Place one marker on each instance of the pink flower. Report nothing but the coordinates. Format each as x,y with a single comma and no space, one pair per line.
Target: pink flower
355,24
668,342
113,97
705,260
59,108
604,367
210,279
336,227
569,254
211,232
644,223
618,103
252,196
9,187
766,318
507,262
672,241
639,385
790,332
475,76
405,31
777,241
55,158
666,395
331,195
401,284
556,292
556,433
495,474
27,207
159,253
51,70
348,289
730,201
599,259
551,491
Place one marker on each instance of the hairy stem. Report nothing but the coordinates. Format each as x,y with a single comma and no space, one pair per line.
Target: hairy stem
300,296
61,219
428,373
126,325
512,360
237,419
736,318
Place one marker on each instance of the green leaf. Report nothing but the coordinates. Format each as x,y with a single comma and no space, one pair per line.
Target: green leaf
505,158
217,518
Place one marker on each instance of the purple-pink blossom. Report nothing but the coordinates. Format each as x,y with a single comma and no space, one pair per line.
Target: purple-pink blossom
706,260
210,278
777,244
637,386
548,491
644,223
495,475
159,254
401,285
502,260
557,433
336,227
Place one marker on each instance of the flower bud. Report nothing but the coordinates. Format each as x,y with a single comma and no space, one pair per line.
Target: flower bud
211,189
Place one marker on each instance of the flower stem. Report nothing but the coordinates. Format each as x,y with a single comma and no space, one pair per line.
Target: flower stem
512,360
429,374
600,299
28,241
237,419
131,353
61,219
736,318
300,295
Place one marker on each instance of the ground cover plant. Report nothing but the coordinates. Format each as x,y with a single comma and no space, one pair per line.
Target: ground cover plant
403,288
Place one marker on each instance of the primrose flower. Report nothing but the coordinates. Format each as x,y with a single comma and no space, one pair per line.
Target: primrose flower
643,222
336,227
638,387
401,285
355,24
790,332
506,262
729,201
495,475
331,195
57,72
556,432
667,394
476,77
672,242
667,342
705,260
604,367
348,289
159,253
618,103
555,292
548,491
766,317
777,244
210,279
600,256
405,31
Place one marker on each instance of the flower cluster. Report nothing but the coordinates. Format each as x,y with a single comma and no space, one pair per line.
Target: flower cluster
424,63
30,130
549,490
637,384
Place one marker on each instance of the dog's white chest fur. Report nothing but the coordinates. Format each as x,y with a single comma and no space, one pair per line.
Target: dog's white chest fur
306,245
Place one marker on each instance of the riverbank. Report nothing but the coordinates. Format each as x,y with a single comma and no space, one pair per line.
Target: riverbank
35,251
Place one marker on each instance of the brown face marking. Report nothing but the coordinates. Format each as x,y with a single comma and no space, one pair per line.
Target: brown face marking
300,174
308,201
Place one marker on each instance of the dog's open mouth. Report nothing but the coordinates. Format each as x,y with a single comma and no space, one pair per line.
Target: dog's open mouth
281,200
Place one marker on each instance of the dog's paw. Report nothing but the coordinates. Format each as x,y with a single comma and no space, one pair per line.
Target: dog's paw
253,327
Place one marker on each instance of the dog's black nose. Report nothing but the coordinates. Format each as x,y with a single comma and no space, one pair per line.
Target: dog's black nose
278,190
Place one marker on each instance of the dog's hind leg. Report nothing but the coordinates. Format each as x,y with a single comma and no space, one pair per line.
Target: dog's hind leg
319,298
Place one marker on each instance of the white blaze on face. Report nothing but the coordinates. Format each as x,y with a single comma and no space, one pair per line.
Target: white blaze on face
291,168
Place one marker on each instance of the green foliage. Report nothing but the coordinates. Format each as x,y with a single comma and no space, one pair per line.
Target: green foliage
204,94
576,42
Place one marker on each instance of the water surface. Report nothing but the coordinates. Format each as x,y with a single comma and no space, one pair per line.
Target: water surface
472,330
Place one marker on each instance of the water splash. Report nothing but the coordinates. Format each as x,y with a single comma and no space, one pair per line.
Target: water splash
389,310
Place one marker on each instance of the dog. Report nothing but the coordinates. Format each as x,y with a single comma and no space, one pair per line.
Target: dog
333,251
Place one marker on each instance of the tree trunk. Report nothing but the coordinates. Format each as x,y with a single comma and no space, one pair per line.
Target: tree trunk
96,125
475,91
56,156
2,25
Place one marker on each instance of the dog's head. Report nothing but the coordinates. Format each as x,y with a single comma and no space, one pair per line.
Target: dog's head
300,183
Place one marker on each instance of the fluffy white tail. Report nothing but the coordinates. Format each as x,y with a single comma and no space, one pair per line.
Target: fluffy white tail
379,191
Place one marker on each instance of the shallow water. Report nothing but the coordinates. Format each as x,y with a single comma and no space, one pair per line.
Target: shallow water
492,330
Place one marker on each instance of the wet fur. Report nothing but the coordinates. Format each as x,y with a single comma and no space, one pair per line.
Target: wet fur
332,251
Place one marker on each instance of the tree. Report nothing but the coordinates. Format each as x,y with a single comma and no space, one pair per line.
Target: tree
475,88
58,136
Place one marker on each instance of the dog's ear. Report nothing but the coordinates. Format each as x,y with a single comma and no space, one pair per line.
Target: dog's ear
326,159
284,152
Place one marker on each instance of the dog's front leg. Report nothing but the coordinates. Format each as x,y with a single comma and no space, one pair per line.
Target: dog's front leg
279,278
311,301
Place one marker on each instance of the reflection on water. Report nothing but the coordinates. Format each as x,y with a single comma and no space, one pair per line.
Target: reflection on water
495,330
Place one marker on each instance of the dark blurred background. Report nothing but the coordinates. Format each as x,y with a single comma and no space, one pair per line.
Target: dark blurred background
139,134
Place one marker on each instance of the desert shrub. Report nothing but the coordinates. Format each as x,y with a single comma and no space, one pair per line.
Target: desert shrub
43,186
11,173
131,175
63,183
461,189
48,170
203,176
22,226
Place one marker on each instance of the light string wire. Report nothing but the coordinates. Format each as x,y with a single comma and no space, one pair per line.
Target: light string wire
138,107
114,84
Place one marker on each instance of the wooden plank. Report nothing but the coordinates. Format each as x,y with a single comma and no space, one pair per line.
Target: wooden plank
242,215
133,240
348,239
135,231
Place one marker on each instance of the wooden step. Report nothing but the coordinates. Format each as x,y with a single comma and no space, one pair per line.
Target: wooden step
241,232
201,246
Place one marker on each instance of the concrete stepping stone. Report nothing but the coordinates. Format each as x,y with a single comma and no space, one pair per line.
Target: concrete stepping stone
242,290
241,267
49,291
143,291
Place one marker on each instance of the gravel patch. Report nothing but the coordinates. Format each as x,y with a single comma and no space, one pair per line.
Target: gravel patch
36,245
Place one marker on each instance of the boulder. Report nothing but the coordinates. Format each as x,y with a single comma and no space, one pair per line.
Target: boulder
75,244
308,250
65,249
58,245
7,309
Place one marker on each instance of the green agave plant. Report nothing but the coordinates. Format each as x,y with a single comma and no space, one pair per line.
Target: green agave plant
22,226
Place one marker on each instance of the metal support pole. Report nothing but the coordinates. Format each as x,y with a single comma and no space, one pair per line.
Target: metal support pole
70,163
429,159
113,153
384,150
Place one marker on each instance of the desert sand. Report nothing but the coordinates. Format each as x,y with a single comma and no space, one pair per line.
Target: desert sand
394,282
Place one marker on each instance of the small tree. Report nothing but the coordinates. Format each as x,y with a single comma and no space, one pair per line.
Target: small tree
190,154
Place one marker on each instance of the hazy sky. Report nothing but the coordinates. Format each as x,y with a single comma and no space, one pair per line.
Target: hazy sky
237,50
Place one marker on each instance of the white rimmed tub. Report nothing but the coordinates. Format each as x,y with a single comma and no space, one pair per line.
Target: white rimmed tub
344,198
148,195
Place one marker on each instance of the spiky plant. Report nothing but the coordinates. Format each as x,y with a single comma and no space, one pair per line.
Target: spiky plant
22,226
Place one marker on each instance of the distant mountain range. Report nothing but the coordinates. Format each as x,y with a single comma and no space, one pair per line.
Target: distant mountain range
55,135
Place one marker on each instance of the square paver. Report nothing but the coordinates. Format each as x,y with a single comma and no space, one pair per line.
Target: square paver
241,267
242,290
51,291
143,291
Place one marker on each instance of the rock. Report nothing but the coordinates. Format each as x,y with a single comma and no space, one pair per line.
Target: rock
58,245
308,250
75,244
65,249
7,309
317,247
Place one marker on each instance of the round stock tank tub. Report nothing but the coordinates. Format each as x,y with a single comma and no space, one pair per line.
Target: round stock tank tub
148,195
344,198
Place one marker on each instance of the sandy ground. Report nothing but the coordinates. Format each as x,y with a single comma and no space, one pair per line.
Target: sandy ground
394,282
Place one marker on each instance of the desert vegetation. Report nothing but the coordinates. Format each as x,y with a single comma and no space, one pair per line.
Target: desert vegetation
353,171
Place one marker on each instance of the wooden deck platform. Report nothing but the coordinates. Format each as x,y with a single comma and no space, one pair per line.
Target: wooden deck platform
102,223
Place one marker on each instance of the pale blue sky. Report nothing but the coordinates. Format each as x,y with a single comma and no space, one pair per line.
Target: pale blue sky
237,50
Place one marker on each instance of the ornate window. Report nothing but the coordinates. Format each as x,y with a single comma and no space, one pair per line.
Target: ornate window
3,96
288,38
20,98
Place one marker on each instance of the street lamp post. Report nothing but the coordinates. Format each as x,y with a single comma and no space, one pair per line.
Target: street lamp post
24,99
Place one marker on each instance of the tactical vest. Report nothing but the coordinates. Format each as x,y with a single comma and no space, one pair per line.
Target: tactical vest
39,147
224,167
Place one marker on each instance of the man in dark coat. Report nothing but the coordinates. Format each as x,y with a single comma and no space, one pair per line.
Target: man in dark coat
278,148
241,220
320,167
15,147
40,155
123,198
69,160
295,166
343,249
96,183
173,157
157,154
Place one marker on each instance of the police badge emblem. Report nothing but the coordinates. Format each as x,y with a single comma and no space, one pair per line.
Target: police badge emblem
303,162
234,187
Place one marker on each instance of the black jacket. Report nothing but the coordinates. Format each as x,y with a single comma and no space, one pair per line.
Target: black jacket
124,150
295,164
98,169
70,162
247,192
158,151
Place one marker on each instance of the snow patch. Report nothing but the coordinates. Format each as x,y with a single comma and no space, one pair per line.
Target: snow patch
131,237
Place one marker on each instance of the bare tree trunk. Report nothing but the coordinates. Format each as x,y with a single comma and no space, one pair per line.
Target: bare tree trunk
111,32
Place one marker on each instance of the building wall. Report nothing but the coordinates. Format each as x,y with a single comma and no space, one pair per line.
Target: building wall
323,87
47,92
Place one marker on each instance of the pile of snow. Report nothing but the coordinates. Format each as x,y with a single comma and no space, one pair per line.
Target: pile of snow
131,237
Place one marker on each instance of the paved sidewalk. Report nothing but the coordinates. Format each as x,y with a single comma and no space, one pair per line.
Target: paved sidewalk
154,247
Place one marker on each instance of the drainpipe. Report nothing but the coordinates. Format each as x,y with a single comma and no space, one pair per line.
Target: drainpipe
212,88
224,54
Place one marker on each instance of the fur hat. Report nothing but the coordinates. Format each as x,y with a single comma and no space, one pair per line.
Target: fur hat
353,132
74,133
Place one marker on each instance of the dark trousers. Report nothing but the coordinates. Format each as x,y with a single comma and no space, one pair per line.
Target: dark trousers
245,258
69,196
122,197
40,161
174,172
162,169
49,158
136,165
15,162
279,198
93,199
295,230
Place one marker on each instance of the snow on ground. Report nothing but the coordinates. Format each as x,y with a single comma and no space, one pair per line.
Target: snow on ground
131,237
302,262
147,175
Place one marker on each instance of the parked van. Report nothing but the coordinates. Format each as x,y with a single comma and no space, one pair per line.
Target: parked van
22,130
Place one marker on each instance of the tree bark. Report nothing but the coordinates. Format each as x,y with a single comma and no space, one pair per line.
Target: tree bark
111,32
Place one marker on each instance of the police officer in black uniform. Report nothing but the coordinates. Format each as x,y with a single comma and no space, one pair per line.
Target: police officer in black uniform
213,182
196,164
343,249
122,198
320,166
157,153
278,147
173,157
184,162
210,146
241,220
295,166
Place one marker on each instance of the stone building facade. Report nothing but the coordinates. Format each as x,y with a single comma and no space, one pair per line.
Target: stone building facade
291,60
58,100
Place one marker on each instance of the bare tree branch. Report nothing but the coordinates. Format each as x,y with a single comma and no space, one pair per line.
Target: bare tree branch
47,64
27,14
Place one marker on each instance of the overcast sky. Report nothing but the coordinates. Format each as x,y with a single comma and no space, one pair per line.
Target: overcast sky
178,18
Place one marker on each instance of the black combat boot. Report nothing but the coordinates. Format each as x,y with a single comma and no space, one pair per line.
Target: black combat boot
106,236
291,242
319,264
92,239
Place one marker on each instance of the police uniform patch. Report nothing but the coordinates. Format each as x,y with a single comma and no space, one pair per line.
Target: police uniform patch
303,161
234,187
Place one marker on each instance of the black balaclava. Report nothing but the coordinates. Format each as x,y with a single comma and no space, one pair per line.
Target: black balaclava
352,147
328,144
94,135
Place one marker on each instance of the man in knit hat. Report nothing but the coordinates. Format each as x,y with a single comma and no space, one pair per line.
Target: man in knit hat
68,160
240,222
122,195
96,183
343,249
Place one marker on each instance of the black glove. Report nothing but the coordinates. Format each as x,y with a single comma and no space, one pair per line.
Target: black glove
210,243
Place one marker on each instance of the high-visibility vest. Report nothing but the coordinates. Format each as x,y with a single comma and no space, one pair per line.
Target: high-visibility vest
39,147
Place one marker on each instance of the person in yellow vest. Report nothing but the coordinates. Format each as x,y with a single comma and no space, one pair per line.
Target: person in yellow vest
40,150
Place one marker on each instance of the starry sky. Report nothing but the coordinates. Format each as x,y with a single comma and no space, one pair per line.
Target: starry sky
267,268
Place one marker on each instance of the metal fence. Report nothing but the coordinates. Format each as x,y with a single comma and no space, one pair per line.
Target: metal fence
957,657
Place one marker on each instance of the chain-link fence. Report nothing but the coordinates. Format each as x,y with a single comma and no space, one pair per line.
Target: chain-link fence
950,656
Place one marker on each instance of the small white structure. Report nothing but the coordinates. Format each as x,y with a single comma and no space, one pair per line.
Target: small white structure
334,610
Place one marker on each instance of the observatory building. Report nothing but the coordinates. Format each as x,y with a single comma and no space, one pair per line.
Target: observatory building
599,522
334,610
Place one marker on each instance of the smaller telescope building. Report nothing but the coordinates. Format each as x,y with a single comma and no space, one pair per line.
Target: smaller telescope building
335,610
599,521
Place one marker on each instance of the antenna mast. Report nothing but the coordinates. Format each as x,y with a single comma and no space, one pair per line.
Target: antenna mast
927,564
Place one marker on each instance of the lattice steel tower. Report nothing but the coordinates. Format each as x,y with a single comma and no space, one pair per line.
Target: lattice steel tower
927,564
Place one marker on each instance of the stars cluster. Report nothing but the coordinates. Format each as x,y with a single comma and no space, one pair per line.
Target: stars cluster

^^^^^^^^^^^^^^^^

Problem description
Would you give again, word for word, every line from the one with "Place one marker on each instance of the antenna" through the final line of the listing above?

Full output
Place one marker on each instance of the antenna mast. Report nothing but the coordinates. Format each as x,y with a single comma and no space, one pair per line.
Target: antenna mast
927,564
Place one marker on each instance of the lattice steel tower. Report nothing but the coordinates. Format each as x,y with a single comma and no space, one pair per line.
Target: lattice steel tower
927,564
Place one marker on each instance of the stars cluster. Report nothing but the coordinates. Format each as x,y with a single comma and no space, one pair per line.
Target: stars cluster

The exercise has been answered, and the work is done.